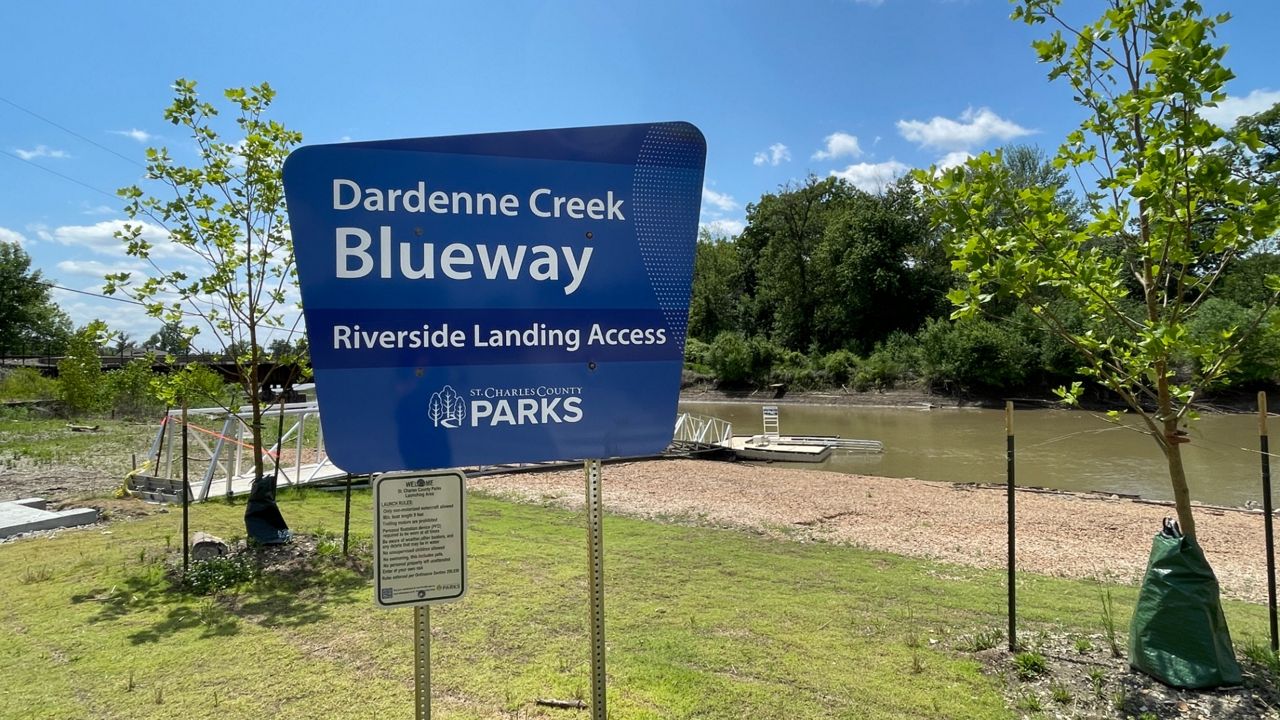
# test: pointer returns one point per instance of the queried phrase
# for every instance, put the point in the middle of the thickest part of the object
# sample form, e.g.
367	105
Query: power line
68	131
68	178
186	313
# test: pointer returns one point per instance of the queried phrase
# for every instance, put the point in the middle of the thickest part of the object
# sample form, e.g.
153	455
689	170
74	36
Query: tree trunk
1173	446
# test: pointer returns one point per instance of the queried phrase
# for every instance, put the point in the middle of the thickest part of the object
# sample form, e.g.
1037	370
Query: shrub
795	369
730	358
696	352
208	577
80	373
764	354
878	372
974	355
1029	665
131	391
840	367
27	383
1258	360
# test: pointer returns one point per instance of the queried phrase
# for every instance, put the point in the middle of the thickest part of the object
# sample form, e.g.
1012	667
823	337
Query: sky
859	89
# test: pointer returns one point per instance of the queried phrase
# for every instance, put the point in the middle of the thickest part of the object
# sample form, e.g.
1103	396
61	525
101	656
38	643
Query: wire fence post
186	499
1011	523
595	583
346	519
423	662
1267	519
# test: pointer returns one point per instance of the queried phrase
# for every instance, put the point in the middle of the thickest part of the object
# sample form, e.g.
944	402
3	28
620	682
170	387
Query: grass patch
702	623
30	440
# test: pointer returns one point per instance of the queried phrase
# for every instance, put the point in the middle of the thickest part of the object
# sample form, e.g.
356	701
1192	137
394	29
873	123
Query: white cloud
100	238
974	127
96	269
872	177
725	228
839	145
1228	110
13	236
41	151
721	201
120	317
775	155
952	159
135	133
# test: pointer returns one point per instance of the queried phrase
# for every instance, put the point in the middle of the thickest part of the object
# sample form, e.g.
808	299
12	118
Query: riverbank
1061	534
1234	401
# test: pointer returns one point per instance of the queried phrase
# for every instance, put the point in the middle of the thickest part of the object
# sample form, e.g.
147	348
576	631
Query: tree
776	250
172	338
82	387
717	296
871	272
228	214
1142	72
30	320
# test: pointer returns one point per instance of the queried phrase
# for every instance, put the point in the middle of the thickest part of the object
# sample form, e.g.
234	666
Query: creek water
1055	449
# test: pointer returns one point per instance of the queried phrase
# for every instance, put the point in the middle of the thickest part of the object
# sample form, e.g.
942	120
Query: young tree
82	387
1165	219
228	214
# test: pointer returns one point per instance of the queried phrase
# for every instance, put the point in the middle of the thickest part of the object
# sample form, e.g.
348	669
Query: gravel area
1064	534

========================

> [What the exercise asks]
Transcribe every line in the entries above, taking out only the images.

> [Full output]
# test: pointer returns one point per instance of the queried phrase
# for every instance, put the point in the middle of the thickest part of the object
# sample form, e.g.
367	105
Query: power line
68	131
68	178
186	313
# test: pointer returns one point per instance of the queried phrase
# for every instance, put the point in the middle of the thickest part of the object
# sample form, e.g.
153	455
689	170
74	36
Query: tree trunk
1173	446
# test: pointer returns one point per instance of the queried phrase
# for every instance, put the point in the middle of the thickest part of the object
# sample form, e.g.
1037	370
Query: shrub
795	369
730	358
696	352
208	577
80	373
764	354
878	372
974	355
1029	665
131	391
840	367
27	383
1258	360
# test: pointer returns one point per instance of the queried phrase
# for every instance, put the point in the middle of the thickest part of the object
# sample form, e.g.
1012	667
823	337
Query: sky
859	89
# test: pointer returns one point per instance of the queried phrase
# for every instance, put the point in the middle of the thickest part of the object
# sample form, e.g.
1103	396
61	525
101	656
38	643
Query: wire fence post
186	499
1011	523
595	583
346	519
423	662
1267	519
# test: pointer returns one point per instance of the queried phrase
# for every instance, put the point in the middle of the thickest part of the object
# sample form, e.g.
944	402
3	28
620	682
170	387
Query: grass patch
702	623
30	440
# test: pointer returns one point per instance of the queried phrase
# for every instance, put the point in the middle of the thickest part of the object
# sample form, e.g.
356	701
1192	137
394	29
873	123
Query: white cloud
100	238
974	127
96	269
872	177
725	228
839	145
1228	110
13	236
41	151
721	201
120	317
775	155
952	159
135	133
# test: pointer returns one point per instance of the queried phrase
# for every instance, put the point in the middle of the thickest part of the object
# sample form, e.g.
808	299
12	118
Query: riverbank
1061	534
1234	401
# test: pointer returns one point per instance of the queried phrase
# for every instance, put the point in the middle of the thickest part of the object
# sample form, e.g.
147	348
576	631
Query: tree
776	250
172	338
82	387
717	296
871	272
228	214
1142	72
30	320
# test: pointer returns one point per instance of the queried phrase
# for every instance, put the point in the middle of the thickest part of the object
# sample form, e.g.
234	666
Query: creek water
1055	449
# test: pointer returns one point per instance of the queried phrase
# for every instance, put the point in the middle of the thickest part of the object
# sample form, e.g.
942	120
Query: young tree
82	387
1165	219
228	214
# test: pointer returns one point per instance of the queried phrase
# for every instance, put the point in the middle of the thickest part of the object
# sample form, e.g.
348	669
Query: gravel area
1064	534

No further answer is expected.